— Begin Extracted material —
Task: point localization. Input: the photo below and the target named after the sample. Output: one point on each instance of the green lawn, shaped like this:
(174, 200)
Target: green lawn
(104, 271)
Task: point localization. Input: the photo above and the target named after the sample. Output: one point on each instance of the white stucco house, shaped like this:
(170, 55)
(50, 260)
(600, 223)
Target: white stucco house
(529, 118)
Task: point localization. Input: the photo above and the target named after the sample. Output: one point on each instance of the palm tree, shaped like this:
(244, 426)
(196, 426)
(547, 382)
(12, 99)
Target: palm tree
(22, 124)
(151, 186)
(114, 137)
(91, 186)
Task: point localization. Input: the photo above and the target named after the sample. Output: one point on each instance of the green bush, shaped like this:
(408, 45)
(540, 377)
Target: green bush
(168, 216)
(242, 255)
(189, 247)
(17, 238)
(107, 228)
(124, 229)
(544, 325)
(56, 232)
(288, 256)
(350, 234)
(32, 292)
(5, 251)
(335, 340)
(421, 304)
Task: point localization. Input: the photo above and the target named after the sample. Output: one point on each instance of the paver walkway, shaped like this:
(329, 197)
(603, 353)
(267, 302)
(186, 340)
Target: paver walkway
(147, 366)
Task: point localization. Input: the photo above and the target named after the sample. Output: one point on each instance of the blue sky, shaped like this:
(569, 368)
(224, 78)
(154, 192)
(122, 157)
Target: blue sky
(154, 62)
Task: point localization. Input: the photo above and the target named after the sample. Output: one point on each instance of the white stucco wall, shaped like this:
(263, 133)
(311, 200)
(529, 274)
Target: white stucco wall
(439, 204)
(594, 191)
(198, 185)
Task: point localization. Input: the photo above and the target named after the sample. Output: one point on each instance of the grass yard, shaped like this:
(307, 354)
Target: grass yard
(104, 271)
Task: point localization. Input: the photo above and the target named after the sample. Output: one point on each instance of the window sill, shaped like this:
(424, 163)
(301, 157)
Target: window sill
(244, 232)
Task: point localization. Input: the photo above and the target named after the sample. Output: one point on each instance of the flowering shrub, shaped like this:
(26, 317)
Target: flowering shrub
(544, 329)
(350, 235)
— End Extracted material —
- Given exercise
Please repeat the records word for word, starting at the line that contains "of the flowering" and continuing through the last line of the records.

- Final result
Task: point localization. Input: the photo above and the target named after the sample. Output: one point on each instance of the flowering shrub, shaped like this:
(26, 317)
Target: flowering shrub
(544, 329)
(350, 235)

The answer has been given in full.